YOUR INSTRUCTIONS => Lines with the word "trolley" are the answer; copy each of them from the data below.

RECORDS FOR THIS TASK =>
►

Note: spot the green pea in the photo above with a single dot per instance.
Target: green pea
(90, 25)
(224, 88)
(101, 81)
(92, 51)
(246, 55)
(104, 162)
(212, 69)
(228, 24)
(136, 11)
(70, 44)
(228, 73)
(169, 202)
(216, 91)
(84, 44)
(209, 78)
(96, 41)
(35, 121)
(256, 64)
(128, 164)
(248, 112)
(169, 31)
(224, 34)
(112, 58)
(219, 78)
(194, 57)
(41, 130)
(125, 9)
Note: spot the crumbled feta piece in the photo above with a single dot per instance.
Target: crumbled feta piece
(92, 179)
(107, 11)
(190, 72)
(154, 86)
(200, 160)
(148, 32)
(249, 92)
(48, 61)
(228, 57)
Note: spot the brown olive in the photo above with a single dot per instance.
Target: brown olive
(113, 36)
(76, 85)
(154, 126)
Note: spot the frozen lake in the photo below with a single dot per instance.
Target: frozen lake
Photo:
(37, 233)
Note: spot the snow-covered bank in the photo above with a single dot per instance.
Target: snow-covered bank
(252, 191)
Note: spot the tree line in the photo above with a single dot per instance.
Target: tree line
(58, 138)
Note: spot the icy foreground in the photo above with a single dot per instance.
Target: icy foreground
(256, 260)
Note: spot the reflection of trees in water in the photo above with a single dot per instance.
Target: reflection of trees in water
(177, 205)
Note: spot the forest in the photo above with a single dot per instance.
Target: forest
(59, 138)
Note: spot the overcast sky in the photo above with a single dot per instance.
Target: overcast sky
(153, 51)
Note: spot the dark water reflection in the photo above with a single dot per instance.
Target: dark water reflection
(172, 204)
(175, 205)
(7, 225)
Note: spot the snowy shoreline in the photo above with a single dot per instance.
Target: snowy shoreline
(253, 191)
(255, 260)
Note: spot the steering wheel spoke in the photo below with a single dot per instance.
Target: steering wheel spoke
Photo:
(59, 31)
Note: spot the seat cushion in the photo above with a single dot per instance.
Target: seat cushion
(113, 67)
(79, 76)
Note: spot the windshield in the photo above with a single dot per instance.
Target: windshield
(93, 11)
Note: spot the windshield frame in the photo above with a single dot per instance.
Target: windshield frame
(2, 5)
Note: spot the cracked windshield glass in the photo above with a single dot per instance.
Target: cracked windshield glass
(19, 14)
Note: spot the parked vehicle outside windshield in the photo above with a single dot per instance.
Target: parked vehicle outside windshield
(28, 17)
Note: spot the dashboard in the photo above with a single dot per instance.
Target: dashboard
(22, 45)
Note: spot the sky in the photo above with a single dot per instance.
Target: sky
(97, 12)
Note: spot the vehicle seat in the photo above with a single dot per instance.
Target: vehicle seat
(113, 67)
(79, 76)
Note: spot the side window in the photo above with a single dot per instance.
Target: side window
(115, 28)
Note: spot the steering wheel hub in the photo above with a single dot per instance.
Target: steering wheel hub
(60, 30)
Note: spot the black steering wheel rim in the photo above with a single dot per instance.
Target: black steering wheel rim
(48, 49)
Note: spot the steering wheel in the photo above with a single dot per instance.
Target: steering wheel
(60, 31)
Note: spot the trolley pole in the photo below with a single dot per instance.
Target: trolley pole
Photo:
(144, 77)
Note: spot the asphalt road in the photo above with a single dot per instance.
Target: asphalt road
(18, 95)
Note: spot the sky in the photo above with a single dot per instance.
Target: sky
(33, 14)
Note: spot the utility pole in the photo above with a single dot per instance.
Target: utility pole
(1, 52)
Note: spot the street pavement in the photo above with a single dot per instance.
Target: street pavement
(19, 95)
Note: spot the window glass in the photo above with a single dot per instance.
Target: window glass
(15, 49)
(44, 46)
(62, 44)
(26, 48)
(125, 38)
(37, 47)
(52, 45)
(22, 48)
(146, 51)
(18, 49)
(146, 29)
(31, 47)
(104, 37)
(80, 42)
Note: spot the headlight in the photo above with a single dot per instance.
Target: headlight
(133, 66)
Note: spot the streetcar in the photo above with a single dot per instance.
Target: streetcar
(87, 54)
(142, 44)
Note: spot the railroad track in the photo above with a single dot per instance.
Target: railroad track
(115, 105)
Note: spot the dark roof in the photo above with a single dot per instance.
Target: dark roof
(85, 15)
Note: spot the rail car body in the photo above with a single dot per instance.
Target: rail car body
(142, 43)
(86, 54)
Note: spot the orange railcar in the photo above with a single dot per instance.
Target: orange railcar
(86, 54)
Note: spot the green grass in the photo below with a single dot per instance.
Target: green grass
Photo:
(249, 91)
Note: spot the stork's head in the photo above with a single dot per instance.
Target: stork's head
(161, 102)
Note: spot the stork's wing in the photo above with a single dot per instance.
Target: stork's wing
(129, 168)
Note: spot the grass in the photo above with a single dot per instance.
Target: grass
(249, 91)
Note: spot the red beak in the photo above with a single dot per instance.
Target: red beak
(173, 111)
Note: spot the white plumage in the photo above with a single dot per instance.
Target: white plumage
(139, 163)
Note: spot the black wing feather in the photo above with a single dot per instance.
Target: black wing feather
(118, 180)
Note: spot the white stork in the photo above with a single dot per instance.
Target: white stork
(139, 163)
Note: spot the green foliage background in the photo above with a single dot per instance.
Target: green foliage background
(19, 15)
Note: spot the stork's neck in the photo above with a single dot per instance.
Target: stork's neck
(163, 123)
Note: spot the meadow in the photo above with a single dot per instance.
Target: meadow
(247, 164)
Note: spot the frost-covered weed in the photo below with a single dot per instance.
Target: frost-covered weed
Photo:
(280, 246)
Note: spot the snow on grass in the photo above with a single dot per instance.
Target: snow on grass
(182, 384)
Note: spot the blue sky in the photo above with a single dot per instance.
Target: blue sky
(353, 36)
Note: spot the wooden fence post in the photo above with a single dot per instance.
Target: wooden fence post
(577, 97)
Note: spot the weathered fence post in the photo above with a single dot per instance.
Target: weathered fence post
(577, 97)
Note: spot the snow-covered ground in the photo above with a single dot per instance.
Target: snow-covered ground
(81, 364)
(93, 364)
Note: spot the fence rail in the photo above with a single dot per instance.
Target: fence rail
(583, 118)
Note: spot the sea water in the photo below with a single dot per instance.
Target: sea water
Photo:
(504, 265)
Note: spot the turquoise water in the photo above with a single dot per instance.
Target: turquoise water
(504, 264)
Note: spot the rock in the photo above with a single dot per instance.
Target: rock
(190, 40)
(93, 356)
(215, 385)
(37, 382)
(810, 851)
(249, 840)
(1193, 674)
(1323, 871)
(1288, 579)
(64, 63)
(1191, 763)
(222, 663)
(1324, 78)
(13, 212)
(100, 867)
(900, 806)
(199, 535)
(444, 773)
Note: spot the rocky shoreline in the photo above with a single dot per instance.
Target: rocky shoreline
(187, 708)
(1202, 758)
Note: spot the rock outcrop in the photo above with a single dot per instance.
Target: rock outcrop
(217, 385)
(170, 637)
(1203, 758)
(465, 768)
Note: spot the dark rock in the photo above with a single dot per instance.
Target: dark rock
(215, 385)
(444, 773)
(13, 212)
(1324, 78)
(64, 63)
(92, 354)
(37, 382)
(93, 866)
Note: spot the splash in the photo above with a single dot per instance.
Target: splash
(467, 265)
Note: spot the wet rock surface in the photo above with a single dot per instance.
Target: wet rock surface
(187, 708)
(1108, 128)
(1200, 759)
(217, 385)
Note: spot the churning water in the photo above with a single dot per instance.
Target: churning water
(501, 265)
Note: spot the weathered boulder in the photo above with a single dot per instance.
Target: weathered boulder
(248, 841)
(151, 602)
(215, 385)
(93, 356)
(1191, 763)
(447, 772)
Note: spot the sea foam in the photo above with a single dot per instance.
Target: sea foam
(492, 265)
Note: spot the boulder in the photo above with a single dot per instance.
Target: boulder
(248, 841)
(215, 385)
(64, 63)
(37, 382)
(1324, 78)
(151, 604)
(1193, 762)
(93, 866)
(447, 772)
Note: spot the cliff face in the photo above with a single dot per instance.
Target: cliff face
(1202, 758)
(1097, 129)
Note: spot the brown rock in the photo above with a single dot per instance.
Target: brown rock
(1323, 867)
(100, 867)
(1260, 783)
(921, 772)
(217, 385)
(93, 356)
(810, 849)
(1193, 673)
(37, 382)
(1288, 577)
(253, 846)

◄

EXERCISE ANSWER =>
Note: spot the trolley pole in the photo below with a single dot per instance.
Target: trolley pole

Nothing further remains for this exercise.